Rewrite the records below, putting "annotator" wherever "segmenter" occurs and keeping everything else the same.

Extracted records:
-------

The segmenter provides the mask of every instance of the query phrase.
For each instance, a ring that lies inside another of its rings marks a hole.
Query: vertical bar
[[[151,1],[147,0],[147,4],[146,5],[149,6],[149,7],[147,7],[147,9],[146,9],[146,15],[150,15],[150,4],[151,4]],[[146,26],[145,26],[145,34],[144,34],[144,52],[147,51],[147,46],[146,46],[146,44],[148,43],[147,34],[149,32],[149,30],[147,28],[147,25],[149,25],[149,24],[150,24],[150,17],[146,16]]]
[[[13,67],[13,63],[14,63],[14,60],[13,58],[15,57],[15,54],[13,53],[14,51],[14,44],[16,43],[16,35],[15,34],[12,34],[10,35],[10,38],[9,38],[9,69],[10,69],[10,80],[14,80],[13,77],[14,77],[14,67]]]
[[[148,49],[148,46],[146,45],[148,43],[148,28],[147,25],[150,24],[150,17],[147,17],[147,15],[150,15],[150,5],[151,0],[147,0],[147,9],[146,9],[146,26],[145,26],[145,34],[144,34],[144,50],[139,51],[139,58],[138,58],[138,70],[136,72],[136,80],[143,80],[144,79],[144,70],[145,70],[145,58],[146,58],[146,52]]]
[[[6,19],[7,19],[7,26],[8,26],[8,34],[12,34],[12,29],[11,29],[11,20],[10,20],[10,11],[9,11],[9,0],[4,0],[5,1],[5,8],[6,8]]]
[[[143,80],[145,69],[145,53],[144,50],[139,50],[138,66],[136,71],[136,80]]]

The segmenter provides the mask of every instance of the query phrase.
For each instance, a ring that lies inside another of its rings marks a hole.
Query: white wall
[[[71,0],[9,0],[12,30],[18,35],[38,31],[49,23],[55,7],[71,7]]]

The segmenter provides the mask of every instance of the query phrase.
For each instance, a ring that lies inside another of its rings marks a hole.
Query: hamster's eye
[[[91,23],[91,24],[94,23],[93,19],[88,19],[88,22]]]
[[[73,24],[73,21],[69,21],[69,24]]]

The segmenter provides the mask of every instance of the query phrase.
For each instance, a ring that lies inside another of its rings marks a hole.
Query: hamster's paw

-------

*Answer:*
The annotator provides the mask of every instance of the query phrase.
For each instance, a ring that lies inside another of its rings marks a hole.
Query: vertical bar
[[[151,1],[147,0],[147,4],[146,5],[149,6],[149,7],[147,7],[147,9],[146,9],[146,15],[150,15],[150,4],[151,4]],[[146,26],[145,26],[145,34],[144,34],[144,52],[147,51],[147,46],[146,46],[146,44],[148,43],[147,34],[149,32],[149,30],[147,28],[147,25],[149,25],[149,24],[150,24],[150,17],[146,16]]]
[[[13,67],[13,63],[14,63],[14,60],[13,58],[15,57],[15,54],[13,53],[14,51],[14,44],[16,43],[16,35],[15,34],[12,34],[10,35],[10,38],[9,38],[9,69],[10,69],[10,80],[14,80],[13,77],[14,77],[14,67]]]
[[[148,49],[148,46],[146,45],[148,43],[148,28],[147,25],[150,24],[150,17],[147,17],[147,15],[150,15],[150,5],[151,0],[147,0],[147,9],[146,9],[146,26],[145,26],[145,34],[144,34],[144,50],[139,51],[139,58],[138,58],[138,70],[136,72],[136,80],[143,80],[144,79],[144,70],[145,70],[145,58],[146,58],[146,52]]]
[[[6,19],[7,19],[7,26],[8,26],[8,34],[12,34],[12,29],[11,29],[11,20],[10,20],[10,11],[9,11],[9,0],[4,0],[5,1],[5,8],[6,8]]]
[[[143,80],[145,69],[145,53],[144,50],[139,50],[138,66],[136,71],[136,80]]]

The annotator provides the mask of every instance of the query phrase.
For each instance, a ring that lies inside another of its rings marks a hole.
Query: white wall
[[[71,0],[9,0],[12,30],[18,35],[38,31],[49,23],[55,7],[71,7]]]

The annotator provides the mask of every instance of the query phrase.
For each instance, a ring that lies inside another of its rings marks a hole.
Query: hamster's eye
[[[91,23],[91,24],[94,23],[93,19],[88,19],[88,22]]]
[[[73,24],[73,21],[69,21],[69,24]]]

The annotator provides the mask of every instance of the query phrase.
For each instance, a ring that lies inside another of its rings marks a hole.
Query: hamster's paw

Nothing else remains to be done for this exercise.